Top of Source text
A new doctor sees himself in his patients' anxiety over going home

Jason Han, a new intern in cardiothoracic surgery at Penn, knows the power of patience both for medical staff and their patients.

“How do you feel about going home tomorrow?”

Most hospital patients are elated to hear these words, especially after recovering from a long illness or serious accident.

But there is a nuance in this conversation that a lot of people don’t talk about: the anxiety that settles in when the notion of going home becomes reality.

“I’ve looked forward to going home for so long, but now that it’s here, I feel overwhelmed just thinking about it,” one patient recently told me.

Going home is a drastic transition. Without a physician or nurse to deliver their medications on time or to answer a call-bell, patients and their caregivers are suddenly tasked with full autonomy and responsibility that isn’t always welcome.

This can make every decision look enormous.

“If I am not feeling any pain, but my prescription says to take a pill every four hours, can I hold off?”

“I know I am supposed to get adequate nutrition, but if I feel too full or bloated, is it OK for me to eat less?”

“Can I walk for 10 minutes if I don’t feel weak or short of breath? How about 20 minutes?”

At first, I had a hard time understanding why patients question themselves so much.

Of course, you can take fewer pain pills if you’re feeling fine, eat less if you’re too full, or walk as long as you feel strong on your feet. Do these questions even need to be asked?

Then I took a look at the questions that I was asking my chief residents as I was going through my own transition as a new intern.

“Is it OK if I give this patient a higher dose of Tylenol if the current dose is not controlling his pain?”

“The patient is feeling bloated. Would it be OK for me to slow down his tube feeds this evening?”

It is natural to be unsure during transitions.

If our patients are not feeling confident about taking care of themselves after leaving the hospital, then it is our job to empower them during this particularly vulnerable period in their lives.
Bottom of Source text
Top of Extracted information
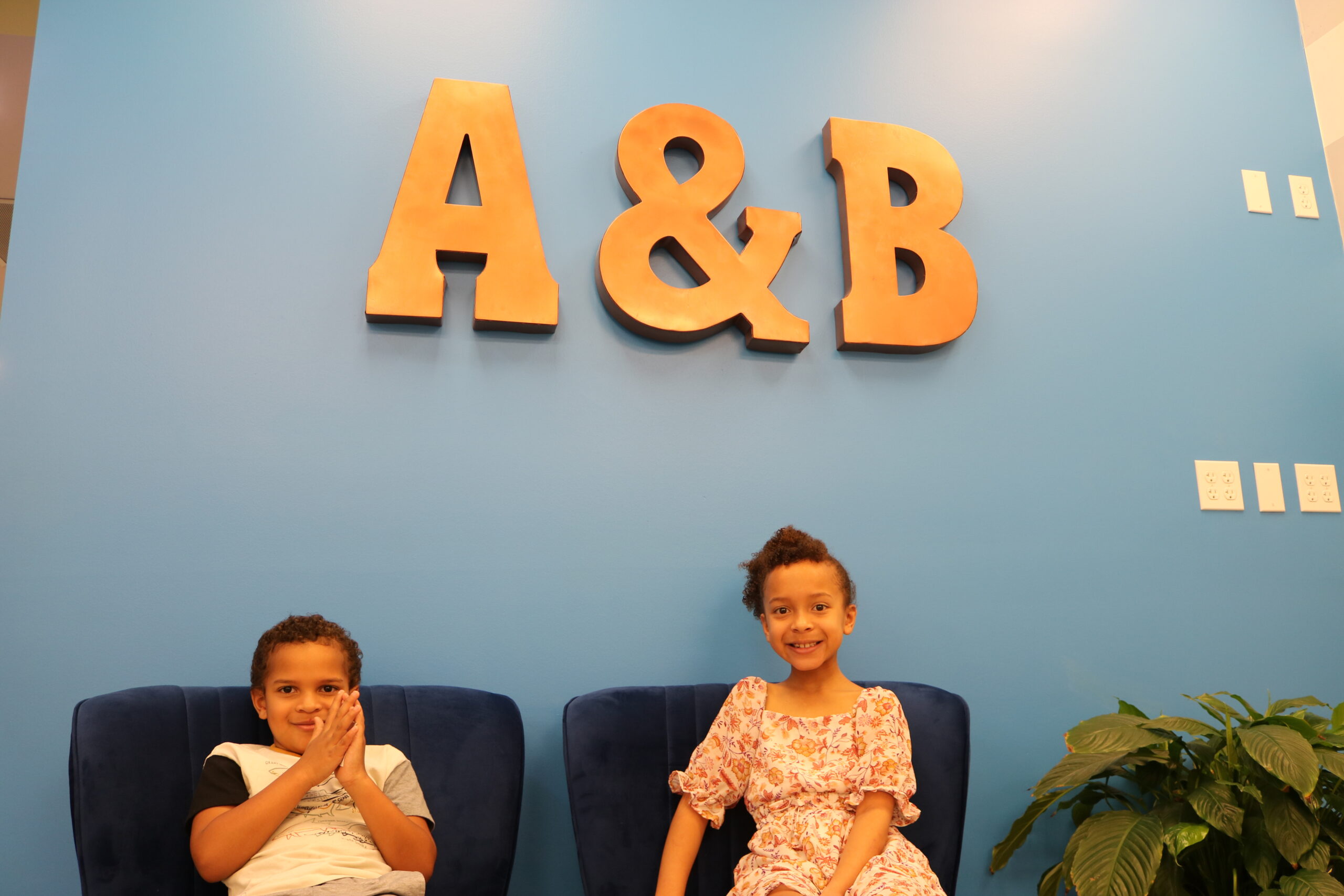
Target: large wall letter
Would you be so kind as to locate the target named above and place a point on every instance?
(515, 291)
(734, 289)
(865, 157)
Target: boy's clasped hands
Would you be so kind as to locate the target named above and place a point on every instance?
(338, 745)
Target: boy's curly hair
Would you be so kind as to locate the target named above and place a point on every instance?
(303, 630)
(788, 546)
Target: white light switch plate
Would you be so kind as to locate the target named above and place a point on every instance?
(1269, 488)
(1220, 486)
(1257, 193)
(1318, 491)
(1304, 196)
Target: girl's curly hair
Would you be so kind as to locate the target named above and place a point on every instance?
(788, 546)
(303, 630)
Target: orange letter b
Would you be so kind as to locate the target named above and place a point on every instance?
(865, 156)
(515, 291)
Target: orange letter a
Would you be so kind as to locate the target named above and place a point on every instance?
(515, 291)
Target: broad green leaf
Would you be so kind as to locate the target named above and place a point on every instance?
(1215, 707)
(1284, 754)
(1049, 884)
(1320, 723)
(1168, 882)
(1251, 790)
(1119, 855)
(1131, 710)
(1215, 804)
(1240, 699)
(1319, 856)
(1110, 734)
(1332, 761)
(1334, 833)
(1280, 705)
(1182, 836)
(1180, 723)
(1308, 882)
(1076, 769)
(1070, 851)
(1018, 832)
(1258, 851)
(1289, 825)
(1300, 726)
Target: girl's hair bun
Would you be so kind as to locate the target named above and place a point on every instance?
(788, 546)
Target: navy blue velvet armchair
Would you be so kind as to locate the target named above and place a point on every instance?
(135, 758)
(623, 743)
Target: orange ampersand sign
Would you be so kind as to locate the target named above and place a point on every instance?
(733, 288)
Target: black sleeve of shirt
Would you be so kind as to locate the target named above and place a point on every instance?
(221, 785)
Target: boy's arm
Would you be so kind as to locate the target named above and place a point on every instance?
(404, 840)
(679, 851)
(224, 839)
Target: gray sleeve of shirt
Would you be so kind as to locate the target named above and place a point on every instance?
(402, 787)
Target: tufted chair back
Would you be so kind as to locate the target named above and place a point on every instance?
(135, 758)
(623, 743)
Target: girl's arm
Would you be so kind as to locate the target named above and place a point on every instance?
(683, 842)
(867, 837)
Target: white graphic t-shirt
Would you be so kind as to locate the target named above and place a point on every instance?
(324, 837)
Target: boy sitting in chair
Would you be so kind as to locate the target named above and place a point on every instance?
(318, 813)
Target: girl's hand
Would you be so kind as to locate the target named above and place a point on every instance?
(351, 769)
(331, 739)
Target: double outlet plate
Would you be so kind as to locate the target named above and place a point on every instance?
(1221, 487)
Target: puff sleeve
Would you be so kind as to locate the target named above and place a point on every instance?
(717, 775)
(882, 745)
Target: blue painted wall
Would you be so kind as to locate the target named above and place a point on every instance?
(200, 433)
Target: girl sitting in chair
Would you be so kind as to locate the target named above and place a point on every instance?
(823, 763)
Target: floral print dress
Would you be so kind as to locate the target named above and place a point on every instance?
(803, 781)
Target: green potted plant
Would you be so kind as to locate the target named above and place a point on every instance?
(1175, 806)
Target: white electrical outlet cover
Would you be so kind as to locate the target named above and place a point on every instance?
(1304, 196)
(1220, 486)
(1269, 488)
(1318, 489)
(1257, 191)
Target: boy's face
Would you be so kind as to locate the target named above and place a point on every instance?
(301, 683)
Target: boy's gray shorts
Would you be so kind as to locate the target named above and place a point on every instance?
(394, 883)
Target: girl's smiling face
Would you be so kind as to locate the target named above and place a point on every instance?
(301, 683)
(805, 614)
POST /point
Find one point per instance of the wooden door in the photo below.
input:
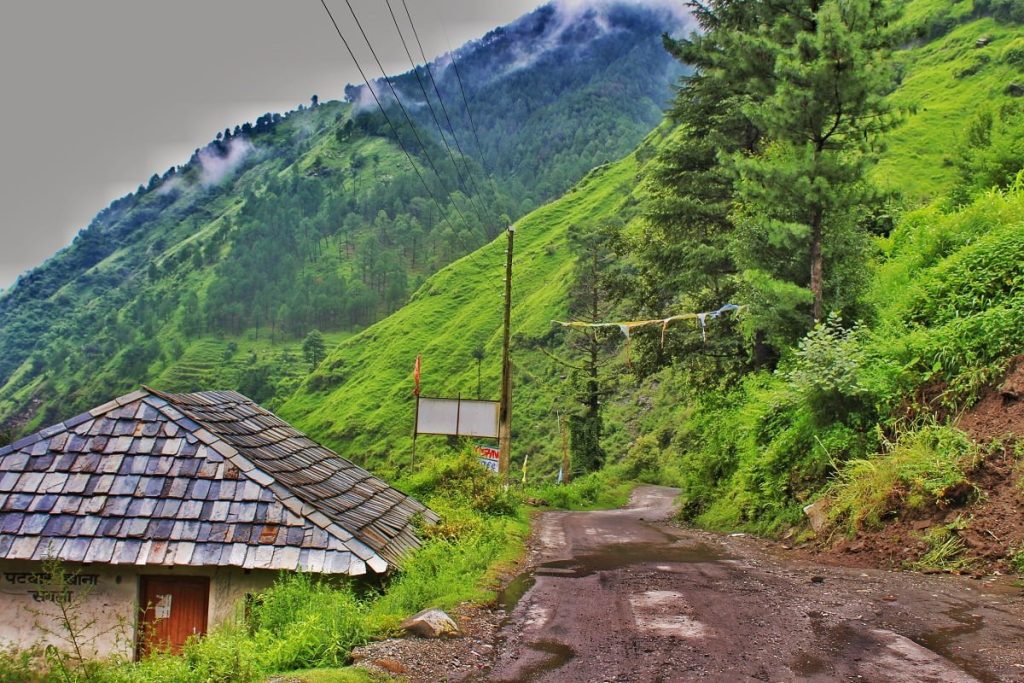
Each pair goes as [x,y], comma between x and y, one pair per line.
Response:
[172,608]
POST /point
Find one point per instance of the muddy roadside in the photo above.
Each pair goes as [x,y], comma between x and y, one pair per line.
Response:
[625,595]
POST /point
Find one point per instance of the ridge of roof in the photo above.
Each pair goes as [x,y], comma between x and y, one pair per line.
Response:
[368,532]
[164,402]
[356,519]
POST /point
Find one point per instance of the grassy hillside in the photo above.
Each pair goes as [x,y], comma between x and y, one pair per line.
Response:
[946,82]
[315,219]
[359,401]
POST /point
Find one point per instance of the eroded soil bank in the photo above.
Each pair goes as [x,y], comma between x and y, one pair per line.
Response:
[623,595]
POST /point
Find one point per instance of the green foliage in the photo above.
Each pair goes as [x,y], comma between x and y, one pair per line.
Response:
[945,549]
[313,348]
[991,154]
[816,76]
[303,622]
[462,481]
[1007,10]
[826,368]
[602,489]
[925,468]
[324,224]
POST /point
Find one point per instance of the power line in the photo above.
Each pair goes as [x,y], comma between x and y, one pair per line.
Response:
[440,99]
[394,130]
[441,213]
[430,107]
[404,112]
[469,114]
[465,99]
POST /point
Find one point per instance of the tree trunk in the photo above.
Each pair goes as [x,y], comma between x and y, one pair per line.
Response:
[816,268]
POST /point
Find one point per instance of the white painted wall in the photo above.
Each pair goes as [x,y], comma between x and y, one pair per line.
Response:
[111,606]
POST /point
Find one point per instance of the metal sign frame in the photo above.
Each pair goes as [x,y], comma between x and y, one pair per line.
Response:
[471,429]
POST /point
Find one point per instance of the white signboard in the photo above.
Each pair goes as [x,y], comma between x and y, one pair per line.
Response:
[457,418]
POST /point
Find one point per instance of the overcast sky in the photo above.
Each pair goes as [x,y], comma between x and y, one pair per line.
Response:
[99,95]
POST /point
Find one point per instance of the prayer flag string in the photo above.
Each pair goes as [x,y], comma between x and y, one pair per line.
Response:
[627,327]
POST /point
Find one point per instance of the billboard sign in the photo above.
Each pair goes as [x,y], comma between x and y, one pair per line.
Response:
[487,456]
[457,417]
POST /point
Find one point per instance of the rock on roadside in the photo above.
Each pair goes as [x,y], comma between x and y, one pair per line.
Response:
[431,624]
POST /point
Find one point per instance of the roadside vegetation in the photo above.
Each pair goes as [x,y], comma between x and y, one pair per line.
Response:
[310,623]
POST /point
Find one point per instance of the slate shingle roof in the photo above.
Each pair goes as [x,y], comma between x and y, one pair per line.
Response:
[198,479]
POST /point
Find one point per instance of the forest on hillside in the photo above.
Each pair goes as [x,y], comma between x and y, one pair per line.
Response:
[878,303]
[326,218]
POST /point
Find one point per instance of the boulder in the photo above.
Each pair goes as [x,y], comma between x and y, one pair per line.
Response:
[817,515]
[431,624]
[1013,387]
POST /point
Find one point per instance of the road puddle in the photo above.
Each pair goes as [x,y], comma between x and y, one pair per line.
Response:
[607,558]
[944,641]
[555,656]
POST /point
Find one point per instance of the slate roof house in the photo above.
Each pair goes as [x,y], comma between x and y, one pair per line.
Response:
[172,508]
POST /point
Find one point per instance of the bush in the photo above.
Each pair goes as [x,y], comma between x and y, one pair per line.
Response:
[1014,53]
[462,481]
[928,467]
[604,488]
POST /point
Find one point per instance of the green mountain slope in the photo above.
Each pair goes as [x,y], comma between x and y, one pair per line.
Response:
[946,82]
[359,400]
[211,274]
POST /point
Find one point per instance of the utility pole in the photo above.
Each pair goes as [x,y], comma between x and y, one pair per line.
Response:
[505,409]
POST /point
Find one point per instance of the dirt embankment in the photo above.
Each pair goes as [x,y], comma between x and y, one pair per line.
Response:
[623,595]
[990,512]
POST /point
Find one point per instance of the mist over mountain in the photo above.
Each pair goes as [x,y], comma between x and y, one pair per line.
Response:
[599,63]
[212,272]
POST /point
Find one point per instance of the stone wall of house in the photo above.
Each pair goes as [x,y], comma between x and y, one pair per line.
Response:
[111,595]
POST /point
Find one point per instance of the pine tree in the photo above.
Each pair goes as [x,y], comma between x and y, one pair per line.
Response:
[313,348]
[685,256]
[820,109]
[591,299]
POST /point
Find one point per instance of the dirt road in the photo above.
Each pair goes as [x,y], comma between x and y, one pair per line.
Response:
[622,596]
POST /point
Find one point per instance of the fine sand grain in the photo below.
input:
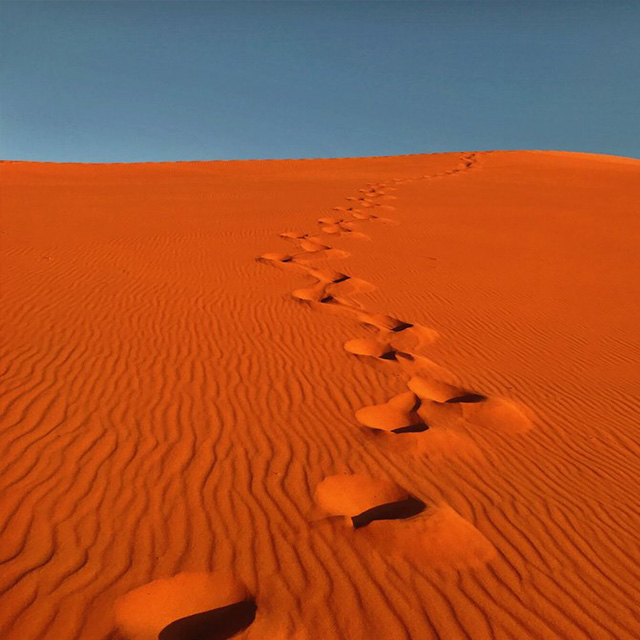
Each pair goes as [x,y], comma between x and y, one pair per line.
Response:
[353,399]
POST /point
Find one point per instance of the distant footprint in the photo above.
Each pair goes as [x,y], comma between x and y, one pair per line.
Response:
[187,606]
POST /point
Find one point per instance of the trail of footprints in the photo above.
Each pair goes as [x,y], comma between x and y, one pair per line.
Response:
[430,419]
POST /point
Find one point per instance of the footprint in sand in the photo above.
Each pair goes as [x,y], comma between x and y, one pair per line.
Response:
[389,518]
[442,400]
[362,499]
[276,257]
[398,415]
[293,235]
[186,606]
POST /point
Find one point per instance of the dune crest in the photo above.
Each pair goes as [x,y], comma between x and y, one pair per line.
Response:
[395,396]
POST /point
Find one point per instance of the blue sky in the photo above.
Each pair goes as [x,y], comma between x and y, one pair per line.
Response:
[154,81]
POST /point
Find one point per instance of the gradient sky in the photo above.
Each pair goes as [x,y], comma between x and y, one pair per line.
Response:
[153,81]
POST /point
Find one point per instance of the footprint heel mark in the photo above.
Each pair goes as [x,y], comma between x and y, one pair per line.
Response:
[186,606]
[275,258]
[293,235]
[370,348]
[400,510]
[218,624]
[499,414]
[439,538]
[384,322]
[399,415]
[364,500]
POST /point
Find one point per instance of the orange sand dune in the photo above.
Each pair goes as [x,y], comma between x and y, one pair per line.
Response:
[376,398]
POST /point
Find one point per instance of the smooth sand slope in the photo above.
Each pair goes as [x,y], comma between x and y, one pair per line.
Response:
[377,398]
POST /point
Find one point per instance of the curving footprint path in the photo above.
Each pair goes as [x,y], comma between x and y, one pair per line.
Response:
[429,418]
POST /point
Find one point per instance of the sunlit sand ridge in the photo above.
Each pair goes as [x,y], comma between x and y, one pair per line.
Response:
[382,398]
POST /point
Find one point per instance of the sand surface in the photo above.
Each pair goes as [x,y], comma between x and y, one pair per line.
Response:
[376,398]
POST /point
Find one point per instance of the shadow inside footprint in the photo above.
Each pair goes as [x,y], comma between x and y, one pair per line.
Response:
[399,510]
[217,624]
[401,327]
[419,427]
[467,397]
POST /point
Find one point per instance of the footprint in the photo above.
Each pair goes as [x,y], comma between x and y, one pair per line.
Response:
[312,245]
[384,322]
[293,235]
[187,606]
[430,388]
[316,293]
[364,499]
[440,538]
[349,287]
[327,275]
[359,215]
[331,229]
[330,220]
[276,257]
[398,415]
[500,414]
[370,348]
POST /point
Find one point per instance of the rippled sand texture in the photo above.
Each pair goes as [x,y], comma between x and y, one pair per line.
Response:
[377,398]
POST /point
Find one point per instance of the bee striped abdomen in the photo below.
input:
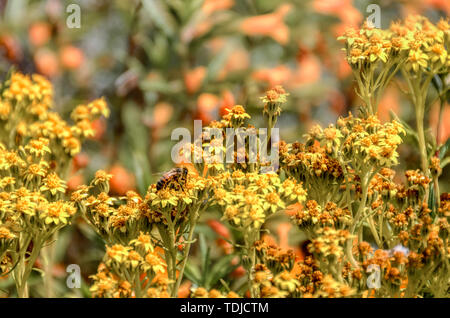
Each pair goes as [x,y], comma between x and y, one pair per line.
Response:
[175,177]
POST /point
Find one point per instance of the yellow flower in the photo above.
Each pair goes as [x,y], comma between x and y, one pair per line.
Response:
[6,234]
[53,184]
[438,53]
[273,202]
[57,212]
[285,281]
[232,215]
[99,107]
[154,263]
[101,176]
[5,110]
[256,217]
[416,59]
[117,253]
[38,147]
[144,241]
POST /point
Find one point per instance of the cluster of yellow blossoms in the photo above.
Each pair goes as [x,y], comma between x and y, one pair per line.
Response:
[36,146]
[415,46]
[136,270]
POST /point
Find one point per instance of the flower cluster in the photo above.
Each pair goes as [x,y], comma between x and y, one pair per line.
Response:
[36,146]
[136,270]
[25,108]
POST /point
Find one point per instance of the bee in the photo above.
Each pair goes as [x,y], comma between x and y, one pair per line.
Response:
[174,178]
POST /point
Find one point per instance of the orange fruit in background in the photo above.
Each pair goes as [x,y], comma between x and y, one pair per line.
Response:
Bottom of Extracted information
Questions →
1: Using the piece about patients going home, decide whether each statement agrees with it: (a) Jason Han is a new intern in cardiothoracic surgery at Penn; (b) most hospital patients are upset to hear they are going home; (c) the writer understood right away why patients question themselves so much. Answer yes or no for each and quote the words that settle it.
2: Please reproduce word for word the part of the piece about patients going home that opens with the words containing "Of course, you" and closes with "in their lives.".
3: In the piece about patients going home, how often does the prescription in one patient's question say to take a pill?

Set of answers →
1:
(a) Yes: "Jason Han, a new intern in cardiothoracic surgery at Penn"
(b) No: "Most hospital patients are elated to hear these words"
(c) No: "At first, I had a hard time understanding why patients question themselves so much."

2:
Of course, you can take fewer pain pills if you’re feeling fine, eat less if you’re too full, or walk as long as you feel strong on your feet. Do these questions even need to be asked?

Then I took a look at the questions that I was asking my chief residents as I was going through my own transition as a new intern.

“Is it OK if I give this patient a higher dose of Tylenol if the current dose is not controlling his pain?”

“The patient is feeling bloated. Would it be OK for me to slow down his tube feeds this evening?”

It is natural to be unsure during transitions.

If our patients are not feeling confident about taking care of themselves after leaving the hospital, then it is our job to empower them during this particularly vulnerable period in their lives.

3: Every four hours.